▶ Stated task
Lay out the material between the lines holding "Outline every instance of the calm" and "202 89 L 152", inclusive, as a two-column CSV with the headers input and output, giving one row per answer. Enclose each field in double quotes and turn its line breaks into spaces.

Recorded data
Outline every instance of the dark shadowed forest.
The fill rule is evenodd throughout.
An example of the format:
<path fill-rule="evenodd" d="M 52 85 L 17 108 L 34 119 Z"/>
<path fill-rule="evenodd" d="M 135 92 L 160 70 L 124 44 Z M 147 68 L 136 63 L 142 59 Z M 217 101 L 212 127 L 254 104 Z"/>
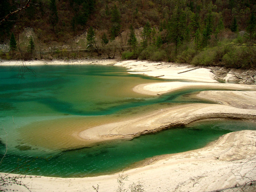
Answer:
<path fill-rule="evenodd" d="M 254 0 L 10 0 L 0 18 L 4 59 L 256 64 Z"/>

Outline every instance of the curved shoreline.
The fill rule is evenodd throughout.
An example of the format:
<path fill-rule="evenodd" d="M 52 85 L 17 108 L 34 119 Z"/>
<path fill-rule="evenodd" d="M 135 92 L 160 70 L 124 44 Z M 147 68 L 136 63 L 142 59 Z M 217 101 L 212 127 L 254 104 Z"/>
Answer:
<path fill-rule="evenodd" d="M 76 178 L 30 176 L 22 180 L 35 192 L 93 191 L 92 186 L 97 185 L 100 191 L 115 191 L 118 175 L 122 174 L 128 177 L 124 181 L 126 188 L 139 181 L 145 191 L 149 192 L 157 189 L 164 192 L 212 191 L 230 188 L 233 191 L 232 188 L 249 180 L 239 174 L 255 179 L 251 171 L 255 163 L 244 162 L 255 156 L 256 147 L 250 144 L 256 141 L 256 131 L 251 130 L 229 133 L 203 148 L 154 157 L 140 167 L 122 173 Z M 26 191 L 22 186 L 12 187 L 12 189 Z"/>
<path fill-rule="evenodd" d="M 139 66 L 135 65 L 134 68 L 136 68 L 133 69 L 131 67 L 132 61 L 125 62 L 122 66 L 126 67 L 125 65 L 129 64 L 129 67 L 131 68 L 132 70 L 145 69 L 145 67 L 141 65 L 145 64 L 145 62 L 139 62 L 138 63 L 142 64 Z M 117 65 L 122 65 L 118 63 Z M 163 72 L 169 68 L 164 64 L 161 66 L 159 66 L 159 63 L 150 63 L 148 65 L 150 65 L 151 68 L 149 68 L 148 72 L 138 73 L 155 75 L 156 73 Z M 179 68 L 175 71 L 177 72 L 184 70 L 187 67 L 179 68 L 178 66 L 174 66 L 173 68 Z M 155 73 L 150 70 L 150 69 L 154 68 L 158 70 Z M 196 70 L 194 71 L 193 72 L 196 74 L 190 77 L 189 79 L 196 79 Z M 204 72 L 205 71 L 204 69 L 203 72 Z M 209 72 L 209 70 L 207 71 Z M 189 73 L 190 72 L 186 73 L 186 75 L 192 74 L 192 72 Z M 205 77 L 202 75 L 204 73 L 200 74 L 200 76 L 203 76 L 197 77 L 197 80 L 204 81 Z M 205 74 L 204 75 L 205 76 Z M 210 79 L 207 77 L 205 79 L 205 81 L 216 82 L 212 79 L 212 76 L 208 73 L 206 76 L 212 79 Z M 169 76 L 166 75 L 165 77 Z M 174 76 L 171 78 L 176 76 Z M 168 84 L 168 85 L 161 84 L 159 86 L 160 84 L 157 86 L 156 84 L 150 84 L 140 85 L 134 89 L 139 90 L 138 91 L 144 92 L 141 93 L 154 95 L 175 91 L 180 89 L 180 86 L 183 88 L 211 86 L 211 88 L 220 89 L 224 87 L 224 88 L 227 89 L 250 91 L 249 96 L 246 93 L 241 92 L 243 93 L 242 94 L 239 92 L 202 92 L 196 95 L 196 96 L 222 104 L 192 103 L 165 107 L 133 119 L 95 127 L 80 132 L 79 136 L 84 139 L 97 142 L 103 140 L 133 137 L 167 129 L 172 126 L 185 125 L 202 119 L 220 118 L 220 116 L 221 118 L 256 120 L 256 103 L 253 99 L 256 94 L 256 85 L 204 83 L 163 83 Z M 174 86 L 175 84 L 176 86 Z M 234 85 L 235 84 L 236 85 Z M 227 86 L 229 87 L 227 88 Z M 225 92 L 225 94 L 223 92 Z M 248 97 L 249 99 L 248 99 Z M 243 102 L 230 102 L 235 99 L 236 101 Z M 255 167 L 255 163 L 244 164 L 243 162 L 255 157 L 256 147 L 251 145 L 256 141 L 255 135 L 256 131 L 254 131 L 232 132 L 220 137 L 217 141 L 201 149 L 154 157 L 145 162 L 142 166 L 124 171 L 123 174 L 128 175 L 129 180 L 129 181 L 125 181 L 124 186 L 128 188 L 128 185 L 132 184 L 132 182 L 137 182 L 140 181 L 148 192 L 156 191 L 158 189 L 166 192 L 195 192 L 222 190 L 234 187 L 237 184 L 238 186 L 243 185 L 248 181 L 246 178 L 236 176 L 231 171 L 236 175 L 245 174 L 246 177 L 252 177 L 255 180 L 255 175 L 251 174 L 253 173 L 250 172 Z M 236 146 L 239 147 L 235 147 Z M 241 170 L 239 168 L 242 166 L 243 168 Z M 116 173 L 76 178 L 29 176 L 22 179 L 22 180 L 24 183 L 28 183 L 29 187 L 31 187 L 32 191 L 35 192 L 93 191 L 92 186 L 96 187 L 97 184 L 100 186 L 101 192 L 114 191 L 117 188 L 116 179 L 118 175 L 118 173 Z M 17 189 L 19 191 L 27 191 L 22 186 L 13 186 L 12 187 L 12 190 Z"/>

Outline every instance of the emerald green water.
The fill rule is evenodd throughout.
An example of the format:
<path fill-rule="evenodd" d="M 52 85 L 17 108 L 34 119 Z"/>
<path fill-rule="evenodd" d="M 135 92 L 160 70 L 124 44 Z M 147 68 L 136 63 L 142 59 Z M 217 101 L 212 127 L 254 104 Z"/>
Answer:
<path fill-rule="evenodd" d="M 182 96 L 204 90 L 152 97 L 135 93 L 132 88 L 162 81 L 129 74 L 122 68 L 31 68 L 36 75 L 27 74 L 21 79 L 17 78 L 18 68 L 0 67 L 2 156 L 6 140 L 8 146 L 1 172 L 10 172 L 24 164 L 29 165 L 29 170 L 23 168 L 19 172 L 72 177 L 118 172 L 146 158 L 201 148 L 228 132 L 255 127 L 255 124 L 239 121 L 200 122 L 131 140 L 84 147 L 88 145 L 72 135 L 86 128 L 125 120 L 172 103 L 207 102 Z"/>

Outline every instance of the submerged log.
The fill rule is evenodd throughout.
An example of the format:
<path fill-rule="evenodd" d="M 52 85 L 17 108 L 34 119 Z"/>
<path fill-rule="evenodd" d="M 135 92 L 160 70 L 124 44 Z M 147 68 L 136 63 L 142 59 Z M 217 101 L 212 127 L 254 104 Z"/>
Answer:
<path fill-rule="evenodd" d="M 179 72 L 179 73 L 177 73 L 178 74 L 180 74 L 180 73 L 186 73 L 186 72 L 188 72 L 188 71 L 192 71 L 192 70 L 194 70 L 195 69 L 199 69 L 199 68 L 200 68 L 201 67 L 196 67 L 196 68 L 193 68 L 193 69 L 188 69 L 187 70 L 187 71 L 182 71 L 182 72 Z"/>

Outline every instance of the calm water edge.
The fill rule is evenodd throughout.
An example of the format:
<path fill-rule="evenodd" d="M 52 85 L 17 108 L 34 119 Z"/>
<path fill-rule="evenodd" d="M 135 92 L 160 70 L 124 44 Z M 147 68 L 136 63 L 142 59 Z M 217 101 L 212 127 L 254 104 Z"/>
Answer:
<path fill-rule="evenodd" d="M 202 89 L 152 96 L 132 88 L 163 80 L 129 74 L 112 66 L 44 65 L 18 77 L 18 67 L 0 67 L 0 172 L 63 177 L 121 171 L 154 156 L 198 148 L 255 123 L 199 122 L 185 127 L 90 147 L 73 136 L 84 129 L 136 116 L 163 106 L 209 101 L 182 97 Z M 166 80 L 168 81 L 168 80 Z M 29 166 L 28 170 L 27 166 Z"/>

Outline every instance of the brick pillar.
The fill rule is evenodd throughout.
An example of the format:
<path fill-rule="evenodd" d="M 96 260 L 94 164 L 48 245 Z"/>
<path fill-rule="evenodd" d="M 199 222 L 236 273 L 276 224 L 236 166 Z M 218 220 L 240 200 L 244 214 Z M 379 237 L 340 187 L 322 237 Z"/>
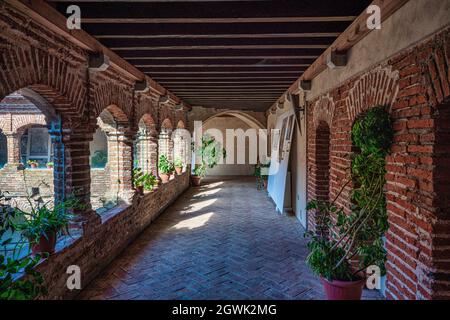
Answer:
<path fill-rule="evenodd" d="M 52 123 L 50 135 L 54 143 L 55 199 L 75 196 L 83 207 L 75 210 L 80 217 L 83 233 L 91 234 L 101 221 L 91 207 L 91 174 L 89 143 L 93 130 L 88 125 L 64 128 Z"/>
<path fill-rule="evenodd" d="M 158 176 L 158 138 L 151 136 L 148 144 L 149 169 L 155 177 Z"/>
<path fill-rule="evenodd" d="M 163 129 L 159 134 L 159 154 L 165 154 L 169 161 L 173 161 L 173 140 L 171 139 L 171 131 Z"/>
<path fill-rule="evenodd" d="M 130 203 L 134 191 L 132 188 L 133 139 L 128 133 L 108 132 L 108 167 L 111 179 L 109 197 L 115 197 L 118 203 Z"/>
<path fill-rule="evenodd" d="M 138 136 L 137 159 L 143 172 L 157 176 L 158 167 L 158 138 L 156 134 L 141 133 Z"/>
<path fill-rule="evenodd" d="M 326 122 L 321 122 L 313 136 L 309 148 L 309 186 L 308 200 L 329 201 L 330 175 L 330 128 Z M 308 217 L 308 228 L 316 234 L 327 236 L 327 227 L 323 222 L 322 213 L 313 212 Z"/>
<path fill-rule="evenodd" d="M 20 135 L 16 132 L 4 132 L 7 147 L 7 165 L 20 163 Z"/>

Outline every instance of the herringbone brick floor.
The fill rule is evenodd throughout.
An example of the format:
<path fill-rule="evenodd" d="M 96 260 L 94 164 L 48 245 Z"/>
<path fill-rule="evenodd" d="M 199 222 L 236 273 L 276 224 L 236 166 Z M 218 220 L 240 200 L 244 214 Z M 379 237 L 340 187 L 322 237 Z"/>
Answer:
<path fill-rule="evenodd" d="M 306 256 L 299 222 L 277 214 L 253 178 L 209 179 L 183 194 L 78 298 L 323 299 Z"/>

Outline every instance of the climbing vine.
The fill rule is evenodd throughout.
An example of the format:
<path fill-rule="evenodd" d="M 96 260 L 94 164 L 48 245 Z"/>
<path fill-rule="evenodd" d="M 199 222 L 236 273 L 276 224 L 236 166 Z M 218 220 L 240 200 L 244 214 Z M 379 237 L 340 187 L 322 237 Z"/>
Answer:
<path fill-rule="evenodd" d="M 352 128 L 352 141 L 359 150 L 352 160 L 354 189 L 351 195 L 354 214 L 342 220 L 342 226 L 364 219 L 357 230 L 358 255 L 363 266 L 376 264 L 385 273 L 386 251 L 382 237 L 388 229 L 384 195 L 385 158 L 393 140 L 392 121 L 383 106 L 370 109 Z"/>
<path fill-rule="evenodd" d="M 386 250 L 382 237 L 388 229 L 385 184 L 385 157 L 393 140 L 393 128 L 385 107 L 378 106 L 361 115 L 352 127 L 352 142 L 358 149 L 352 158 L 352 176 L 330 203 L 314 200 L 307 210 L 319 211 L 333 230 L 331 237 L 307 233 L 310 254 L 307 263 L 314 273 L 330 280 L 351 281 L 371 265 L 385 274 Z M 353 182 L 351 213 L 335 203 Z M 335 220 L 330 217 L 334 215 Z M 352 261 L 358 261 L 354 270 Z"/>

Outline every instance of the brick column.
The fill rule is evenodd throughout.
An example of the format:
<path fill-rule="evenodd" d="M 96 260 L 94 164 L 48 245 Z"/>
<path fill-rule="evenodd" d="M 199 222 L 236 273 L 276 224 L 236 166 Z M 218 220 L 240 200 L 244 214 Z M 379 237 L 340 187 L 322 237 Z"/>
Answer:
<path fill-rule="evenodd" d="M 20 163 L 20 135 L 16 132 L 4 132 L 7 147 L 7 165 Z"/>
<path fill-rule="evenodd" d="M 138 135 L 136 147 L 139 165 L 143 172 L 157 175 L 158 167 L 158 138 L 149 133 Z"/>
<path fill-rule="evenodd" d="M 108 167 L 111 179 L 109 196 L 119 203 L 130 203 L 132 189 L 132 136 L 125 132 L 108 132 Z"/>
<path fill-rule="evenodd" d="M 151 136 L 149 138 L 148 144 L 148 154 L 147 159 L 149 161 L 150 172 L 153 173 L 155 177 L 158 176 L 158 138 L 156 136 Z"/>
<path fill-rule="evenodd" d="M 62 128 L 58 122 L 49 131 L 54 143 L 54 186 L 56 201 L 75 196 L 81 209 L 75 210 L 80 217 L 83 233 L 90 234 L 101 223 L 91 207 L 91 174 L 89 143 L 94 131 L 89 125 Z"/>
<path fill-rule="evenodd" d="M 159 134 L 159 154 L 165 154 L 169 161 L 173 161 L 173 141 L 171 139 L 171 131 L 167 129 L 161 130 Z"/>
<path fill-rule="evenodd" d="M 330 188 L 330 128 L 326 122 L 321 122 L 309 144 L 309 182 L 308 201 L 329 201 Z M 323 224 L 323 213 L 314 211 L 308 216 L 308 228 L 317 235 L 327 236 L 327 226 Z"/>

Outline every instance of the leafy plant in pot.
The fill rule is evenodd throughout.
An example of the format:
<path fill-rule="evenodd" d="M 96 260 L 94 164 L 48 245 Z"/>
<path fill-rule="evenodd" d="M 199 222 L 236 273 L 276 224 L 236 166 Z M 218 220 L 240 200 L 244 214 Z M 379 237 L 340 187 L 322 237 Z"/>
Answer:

▶ Exercise response
input,output
"Outline every instance of the calm water edge. The fill rule is evenodd throughout. An example of the format: <path fill-rule=""evenodd"" d=""M 52 85 L 17 108 L 34 119 Z""/> <path fill-rule=""evenodd"" d=""M 135 92 L 160 70 L 124 44 Z M 147 68 L 136 63 L 142 59 Z M 217 101 L 212 127 L 254 104 Z""/> Answer:","<path fill-rule=""evenodd"" d=""M 202 89 L 152 96 L 132 88 L 163 80 L 129 74 L 112 66 L 44 65 L 18 77 L 18 67 L 0 67 L 0 172 L 63 177 L 121 171 L 154 156 L 198 148 L 255 123 L 199 122 L 185 127 L 90 147 L 73 136 L 84 129 L 136 116 L 163 106 L 209 101 L 182 97 Z M 166 80 L 168 81 L 168 80 Z M 29 166 L 28 170 L 27 166 Z""/>"